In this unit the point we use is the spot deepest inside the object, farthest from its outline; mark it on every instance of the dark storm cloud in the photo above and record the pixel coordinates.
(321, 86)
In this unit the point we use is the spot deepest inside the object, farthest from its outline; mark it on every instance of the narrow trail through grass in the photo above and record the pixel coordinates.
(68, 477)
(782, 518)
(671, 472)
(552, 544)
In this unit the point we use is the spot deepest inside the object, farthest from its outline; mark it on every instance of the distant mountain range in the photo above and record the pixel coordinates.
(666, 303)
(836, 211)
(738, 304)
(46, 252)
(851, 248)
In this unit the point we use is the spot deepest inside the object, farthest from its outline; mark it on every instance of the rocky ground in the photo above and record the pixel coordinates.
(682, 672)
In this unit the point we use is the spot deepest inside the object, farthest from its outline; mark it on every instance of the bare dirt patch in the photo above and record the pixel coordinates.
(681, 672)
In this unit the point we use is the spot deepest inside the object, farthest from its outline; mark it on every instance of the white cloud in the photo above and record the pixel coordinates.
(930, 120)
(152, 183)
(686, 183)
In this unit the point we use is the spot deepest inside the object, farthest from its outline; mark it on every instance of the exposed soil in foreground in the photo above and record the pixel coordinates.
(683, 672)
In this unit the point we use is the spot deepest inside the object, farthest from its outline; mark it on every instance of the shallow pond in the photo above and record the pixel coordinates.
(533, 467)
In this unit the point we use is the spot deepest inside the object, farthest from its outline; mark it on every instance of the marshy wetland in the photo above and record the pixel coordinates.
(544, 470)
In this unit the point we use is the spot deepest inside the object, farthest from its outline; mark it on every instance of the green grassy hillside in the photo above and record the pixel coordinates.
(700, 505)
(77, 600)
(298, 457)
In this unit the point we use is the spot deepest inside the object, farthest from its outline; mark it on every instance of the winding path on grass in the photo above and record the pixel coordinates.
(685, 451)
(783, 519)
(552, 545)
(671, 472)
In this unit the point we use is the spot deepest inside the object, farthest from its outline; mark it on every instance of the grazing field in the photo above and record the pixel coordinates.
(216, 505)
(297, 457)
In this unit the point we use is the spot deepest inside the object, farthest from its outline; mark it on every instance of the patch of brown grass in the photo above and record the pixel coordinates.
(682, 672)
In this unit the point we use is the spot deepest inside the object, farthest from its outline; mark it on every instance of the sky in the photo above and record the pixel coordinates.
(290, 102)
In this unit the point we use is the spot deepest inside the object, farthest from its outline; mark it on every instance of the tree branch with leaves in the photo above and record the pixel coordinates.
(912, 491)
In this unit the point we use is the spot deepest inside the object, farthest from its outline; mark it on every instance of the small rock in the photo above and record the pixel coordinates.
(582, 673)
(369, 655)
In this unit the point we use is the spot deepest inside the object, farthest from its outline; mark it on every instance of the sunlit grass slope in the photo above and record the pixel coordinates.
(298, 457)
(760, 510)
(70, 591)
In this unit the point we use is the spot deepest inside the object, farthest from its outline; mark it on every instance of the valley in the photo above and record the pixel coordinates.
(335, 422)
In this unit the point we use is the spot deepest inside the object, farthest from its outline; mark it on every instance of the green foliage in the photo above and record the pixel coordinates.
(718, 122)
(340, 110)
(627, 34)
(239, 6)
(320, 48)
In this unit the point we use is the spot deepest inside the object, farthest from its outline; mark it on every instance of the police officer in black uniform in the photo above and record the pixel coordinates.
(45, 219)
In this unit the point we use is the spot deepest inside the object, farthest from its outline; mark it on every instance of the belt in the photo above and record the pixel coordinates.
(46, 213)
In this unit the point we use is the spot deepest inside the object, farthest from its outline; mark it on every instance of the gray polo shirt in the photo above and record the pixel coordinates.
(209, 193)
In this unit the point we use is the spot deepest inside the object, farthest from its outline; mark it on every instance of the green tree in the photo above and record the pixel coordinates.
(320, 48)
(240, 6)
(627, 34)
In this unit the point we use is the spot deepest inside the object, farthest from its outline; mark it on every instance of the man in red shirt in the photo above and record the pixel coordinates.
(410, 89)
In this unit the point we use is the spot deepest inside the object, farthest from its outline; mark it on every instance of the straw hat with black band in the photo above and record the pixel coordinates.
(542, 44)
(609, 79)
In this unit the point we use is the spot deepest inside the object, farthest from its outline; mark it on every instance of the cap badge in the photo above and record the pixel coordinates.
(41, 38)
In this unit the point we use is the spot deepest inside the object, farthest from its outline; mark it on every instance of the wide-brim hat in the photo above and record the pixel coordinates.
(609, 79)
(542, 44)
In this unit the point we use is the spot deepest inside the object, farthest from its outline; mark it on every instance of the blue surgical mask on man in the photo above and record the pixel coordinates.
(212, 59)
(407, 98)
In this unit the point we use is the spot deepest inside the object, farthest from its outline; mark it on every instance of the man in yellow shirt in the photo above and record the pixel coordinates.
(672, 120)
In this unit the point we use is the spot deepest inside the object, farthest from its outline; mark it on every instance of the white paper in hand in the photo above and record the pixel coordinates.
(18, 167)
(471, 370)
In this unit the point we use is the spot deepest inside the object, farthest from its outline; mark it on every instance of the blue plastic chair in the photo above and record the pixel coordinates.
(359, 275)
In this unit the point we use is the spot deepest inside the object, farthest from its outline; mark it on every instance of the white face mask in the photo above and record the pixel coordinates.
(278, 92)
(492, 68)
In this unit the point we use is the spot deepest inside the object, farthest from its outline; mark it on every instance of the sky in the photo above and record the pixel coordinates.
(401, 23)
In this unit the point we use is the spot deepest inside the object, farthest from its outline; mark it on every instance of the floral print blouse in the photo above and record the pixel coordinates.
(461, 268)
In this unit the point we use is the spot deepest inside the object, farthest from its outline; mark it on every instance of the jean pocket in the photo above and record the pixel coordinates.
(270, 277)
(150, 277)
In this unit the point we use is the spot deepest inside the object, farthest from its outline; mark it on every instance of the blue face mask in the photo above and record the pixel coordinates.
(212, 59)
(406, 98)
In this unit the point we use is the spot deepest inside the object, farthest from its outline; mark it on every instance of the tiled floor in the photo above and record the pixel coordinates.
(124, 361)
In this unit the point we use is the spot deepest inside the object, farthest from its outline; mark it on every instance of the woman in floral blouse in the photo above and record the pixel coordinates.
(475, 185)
=======
--- TASK INSTRUCTIONS ---
Starting at the line that contains "of the tiled" and ending at the last line of the records, write out every line again, requests included, and shift each coordinate by adding 33 to both of its numbers.

--- RESPONSE TO THIS TASK ---
In this unit the point we use is the spot deepest inside the object, farthest from its outline; mark it on every instance of the tiled floor in the photo above and record the pixel coordinates.
(157, 394)
In this unit the point we use is the spot deepest inside the object, farthest from its outline; mark it on every instance of the woman in floral blouse in the photo above and record the pixel coordinates.
(508, 218)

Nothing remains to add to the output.